-- START OF AVAILABLE RECORDS --

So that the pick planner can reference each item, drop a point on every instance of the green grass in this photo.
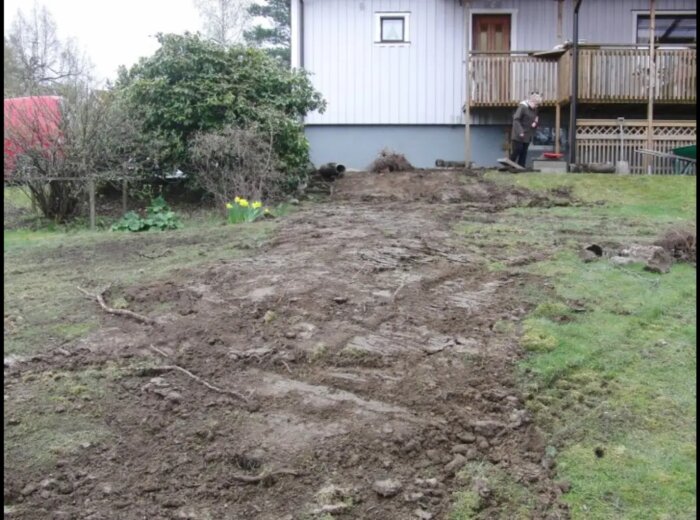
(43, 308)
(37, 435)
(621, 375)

-- END OF AVAILABLE RECORDS --
-- START OF AVAILABLE RECORDS --

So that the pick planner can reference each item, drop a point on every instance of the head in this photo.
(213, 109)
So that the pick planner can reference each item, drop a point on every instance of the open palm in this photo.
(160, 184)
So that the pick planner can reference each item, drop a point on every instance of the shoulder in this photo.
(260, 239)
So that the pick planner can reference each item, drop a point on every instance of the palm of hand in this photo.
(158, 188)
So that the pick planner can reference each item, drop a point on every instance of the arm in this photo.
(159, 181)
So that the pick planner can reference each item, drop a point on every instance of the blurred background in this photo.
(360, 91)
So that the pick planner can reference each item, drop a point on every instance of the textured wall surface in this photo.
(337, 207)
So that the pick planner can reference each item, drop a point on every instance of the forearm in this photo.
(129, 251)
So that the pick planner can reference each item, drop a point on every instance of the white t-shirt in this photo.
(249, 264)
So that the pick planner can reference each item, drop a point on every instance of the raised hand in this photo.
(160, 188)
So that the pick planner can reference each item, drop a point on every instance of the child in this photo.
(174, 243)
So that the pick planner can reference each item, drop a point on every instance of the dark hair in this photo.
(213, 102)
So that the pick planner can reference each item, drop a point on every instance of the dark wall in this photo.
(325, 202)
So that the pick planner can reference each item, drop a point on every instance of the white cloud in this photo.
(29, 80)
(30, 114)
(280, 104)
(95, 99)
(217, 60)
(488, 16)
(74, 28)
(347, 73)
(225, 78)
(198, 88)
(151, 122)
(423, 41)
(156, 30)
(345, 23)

-- END OF AVAILABLE RECORDS --
-- START OF AVAILABLE RECORDS --

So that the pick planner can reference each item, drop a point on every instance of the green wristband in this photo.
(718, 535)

-- END OF AVAILABLE RECORDS --

**WHAT YOU SHOULD DO**: Pick out each line above that contains the string "green", treating uppercase and lowercase as different, and copy those lines in full.

**FINISHED ANSWER**:
So that the pick planner can reference each item, drop a point on every instance of the green grass in this photo.
So that the pick planner can reference each item, drop a point on every instance of the green wristband in this photo.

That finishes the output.